## [EXERCISE PROMPT]
In the entries below, find the line containing "Could you please point to the double-hung". Copy it and all lines after it, exactly, through the end.

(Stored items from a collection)
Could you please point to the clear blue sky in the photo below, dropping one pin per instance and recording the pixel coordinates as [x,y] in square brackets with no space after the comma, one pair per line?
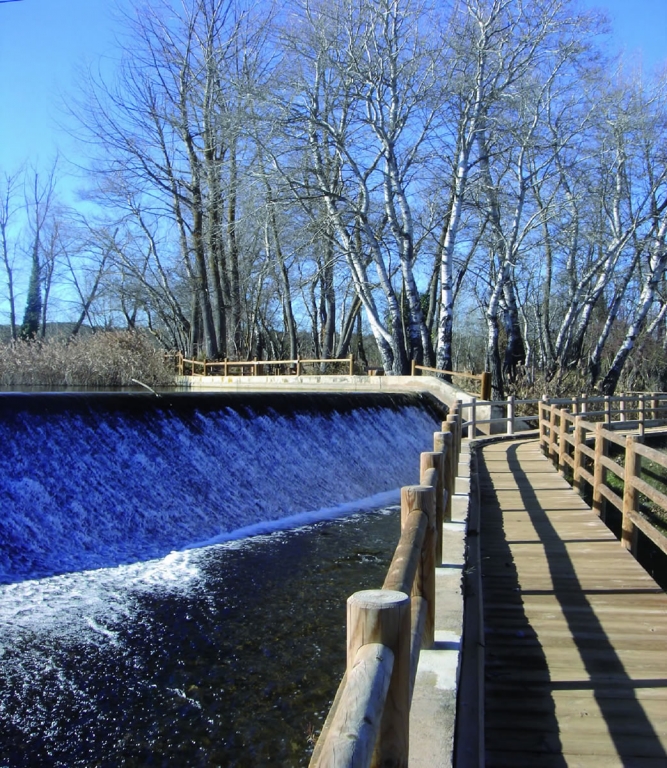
[41,42]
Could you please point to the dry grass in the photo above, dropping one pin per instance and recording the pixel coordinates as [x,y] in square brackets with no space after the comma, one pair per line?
[108,359]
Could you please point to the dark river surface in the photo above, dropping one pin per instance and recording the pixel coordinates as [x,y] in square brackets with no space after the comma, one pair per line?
[234,662]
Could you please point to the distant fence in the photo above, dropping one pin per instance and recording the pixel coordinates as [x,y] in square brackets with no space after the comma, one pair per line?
[483,378]
[294,367]
[386,628]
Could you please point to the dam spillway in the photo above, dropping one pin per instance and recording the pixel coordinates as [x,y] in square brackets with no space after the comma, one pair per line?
[135,620]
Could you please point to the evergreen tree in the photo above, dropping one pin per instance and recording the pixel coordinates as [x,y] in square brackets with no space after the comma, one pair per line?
[33,305]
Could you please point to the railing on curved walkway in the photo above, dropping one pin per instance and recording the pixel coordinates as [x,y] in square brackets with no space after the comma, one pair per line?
[256,367]
[368,723]
[578,443]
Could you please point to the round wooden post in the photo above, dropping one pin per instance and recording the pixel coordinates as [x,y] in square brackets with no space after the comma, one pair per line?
[435,460]
[510,415]
[598,471]
[383,616]
[552,432]
[562,442]
[451,425]
[578,440]
[486,386]
[472,422]
[542,407]
[630,496]
[422,498]
[442,441]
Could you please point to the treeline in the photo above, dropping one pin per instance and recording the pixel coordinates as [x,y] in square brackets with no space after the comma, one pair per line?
[263,172]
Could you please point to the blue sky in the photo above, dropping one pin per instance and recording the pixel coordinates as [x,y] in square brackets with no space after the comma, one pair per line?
[42,42]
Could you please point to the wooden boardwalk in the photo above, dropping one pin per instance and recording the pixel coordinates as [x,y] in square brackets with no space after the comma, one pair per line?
[575,629]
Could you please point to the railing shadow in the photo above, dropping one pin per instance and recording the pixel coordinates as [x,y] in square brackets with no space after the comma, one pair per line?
[607,676]
[517,681]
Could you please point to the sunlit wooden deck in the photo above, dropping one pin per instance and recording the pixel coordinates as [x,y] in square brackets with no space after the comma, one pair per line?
[575,629]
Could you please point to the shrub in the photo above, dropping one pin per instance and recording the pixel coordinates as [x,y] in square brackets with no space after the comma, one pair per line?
[103,359]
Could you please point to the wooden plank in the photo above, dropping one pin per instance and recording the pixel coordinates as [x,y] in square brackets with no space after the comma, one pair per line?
[576,649]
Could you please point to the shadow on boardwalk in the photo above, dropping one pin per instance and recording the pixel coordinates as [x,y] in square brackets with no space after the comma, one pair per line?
[576,657]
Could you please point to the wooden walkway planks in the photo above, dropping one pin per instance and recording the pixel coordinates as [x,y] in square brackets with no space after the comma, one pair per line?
[575,629]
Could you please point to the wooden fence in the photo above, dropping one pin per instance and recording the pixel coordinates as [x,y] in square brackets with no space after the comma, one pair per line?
[186,367]
[368,723]
[578,440]
[483,378]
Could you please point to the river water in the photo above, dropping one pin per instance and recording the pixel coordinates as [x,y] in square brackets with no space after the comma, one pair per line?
[200,625]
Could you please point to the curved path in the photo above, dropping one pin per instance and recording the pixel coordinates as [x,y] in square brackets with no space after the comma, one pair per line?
[575,629]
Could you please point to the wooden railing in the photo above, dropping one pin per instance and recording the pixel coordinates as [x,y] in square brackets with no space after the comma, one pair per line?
[368,723]
[578,441]
[258,367]
[483,378]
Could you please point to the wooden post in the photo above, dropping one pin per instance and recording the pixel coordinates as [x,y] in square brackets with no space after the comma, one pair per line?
[630,495]
[486,386]
[435,460]
[422,498]
[552,433]
[453,427]
[542,417]
[562,442]
[458,412]
[578,440]
[599,471]
[443,442]
[510,415]
[383,616]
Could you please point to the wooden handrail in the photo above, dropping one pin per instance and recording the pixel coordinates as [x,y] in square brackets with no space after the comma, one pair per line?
[564,438]
[398,621]
[484,378]
[257,365]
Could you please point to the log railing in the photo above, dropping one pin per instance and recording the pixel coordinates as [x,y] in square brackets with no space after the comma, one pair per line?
[187,367]
[579,447]
[483,378]
[368,724]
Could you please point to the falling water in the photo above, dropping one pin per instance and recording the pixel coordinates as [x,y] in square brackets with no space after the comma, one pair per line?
[175,569]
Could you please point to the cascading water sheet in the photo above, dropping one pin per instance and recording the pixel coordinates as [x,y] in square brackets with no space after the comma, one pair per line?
[226,654]
[90,485]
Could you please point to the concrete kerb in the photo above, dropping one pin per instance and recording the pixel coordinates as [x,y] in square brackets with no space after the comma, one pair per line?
[434,701]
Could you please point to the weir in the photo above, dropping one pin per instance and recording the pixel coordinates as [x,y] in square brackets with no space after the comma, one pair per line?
[90,481]
[118,640]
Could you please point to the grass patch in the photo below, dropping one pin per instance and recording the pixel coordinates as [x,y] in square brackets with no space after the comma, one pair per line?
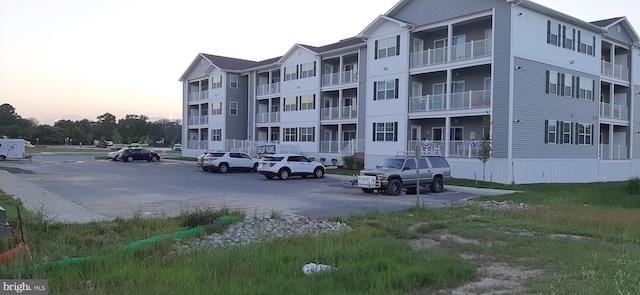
[582,238]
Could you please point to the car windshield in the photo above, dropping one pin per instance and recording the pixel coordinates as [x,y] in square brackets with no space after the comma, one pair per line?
[391,163]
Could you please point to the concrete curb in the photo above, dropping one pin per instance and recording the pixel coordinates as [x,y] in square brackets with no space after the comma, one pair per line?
[39,200]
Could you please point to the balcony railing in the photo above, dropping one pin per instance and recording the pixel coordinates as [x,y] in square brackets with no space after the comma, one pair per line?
[197,144]
[337,113]
[472,99]
[340,78]
[270,117]
[616,71]
[266,89]
[613,152]
[198,96]
[470,50]
[199,120]
[614,111]
[348,147]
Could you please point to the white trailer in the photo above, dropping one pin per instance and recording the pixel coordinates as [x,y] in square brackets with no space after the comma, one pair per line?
[12,149]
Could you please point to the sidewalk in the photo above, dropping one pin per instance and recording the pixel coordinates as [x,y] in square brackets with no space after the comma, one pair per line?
[52,206]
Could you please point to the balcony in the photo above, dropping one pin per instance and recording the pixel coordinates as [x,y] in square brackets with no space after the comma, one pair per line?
[340,78]
[613,152]
[199,120]
[610,69]
[270,117]
[199,96]
[338,113]
[268,89]
[468,51]
[473,99]
[614,111]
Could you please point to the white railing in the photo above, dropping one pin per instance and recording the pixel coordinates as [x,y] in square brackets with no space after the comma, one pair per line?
[270,117]
[470,50]
[267,89]
[198,96]
[614,70]
[613,152]
[199,120]
[614,111]
[336,113]
[470,99]
[428,103]
[340,78]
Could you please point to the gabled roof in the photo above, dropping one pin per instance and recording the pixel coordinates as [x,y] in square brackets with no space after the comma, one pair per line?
[381,20]
[219,62]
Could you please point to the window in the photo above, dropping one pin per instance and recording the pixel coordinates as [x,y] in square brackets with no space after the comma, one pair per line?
[307,133]
[586,87]
[385,131]
[216,108]
[216,82]
[567,85]
[291,73]
[308,70]
[387,47]
[566,132]
[290,104]
[233,108]
[385,89]
[585,132]
[553,33]
[290,134]
[586,43]
[552,131]
[307,102]
[233,81]
[552,82]
[569,38]
[216,134]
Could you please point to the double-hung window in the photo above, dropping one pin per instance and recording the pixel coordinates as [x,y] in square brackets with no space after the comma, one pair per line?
[385,89]
[387,47]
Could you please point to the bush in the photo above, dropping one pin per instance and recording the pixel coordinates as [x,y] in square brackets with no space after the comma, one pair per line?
[633,186]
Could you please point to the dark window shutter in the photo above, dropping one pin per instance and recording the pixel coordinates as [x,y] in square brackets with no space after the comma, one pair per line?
[395,131]
[579,38]
[547,84]
[546,131]
[375,90]
[396,88]
[374,131]
[375,55]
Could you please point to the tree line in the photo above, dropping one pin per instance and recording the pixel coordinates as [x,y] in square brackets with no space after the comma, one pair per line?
[131,128]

## [SOLUTION]
Could you please point to the double-hung window in the photo above, dropping one pin per instance and recording the pixel coordinates as [x,y] in square brackets with no space after the comma, one pair per line?
[385,89]
[387,47]
Could you please point to the bush in the photo above, dropping one pin per instance and recording the pixel coordinates as [x,y] in square brackets with no space after the comma, one pair per line?
[633,186]
Could you please point to the dark window shutter in the photo above, dropping one pin per instance and recording the pixel coordinates as [x,y] in square brackets with no space after the comma, one pair per line?
[395,131]
[579,38]
[547,84]
[546,131]
[375,90]
[396,88]
[374,131]
[375,55]
Could you please point to the tree line in the photo above, dropping one pin per instance and recording the pixel coordinates as [x,y] in square brackets with no space after the comma, one pair per line?
[131,128]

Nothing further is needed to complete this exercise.